Data excerpts.
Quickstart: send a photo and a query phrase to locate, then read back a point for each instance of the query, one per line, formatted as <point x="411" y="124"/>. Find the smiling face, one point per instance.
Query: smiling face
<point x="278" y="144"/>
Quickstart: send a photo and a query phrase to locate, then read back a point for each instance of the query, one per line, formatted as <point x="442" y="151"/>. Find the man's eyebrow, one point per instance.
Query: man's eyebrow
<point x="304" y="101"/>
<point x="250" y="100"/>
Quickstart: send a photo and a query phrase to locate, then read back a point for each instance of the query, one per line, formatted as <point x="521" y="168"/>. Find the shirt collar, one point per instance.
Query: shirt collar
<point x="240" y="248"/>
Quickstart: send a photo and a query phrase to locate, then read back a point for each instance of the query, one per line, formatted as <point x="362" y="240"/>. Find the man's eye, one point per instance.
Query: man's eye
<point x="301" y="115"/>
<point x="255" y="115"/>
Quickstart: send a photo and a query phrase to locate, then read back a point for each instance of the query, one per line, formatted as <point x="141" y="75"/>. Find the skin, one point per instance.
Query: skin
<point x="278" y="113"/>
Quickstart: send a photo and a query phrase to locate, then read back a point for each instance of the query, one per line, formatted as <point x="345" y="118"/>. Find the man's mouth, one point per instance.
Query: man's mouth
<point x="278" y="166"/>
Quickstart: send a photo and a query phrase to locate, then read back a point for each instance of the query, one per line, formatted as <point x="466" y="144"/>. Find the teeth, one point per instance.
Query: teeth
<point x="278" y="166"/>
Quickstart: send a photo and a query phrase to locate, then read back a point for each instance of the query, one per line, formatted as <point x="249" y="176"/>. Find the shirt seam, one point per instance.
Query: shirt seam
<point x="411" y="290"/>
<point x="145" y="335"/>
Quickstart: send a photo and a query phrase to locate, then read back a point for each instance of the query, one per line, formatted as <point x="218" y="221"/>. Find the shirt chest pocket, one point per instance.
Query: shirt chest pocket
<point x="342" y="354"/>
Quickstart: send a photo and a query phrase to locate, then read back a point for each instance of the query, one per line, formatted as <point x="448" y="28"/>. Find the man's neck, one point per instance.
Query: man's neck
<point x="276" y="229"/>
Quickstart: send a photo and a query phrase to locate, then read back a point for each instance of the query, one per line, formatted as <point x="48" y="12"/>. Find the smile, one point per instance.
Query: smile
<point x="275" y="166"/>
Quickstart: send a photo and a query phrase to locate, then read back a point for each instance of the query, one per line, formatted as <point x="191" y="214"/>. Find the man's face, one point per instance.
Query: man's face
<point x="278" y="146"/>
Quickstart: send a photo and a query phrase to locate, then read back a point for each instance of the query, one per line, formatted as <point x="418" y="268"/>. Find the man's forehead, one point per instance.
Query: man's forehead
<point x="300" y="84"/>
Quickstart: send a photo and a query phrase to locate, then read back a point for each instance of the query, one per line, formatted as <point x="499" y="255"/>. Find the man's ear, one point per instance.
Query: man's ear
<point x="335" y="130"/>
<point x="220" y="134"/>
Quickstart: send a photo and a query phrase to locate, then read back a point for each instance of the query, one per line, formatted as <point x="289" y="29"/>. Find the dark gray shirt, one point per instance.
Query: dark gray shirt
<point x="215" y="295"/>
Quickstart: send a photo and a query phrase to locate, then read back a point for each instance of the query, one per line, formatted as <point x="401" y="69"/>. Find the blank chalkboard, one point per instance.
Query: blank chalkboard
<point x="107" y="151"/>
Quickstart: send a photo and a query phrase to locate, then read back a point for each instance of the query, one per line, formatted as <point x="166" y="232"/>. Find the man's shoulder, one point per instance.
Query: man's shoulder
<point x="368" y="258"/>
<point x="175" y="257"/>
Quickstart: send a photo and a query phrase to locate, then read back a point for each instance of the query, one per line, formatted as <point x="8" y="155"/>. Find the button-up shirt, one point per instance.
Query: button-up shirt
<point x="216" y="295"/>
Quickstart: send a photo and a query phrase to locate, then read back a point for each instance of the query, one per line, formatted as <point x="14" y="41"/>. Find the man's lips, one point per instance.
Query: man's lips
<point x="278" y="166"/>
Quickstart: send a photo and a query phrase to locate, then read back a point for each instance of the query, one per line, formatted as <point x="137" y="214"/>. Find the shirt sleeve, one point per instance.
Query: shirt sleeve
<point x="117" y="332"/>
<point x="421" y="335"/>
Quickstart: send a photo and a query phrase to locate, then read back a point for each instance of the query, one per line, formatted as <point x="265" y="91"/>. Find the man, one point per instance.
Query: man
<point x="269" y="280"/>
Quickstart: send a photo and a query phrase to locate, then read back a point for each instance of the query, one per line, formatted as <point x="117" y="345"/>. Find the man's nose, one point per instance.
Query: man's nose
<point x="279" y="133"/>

Work required. Out of the material above, output word for word the line with "Query: man's forehead", the line with "lips, one point per instance.", and all lines between them, with nothing else.

Answer to the problem.
Query: man's forehead
<point x="300" y="84"/>
Quickstart: send a photo and a query phrase to locate, then read back a point for each instance of the query, one per line, formatted as <point x="499" y="255"/>. Find the man's ear, one point per instance.
Query: man's ear
<point x="335" y="130"/>
<point x="220" y="134"/>
Quickstart: send a photo and a query phrase to locate, then read back a point for each instance of the query, one per line, formatted as <point x="289" y="29"/>. Find the dark gray shirt, one point per instance.
Query: dark gray shirt
<point x="215" y="295"/>
Quickstart: send a photo and a query phrase to locate, then read back a point for each instance of the query, one per line, formatted as <point x="401" y="69"/>. Find the blank chalkboard, one point per instance.
Query: blank chalkboard
<point x="107" y="151"/>
Quickstart: send a photo and a query phrase to locate, then read back a point for each instance of the query, one per line, formatted as <point x="166" y="232"/>. Find the man's shoulder, one point per instance.
Query: man's shoulder
<point x="368" y="258"/>
<point x="175" y="257"/>
Quickstart: send a photo and a query phrase to locate, then read back a point for each instance of the query, one per line, formatted as <point x="8" y="155"/>. Find the button-up shirt, one point per instance.
Query: button-up shirt
<point x="216" y="295"/>
Quickstart: send a photo and a query phrase to locate, then read back a point for each instance of the query, one per line, formatted as <point x="14" y="41"/>. Find the man's lips, one point per instance.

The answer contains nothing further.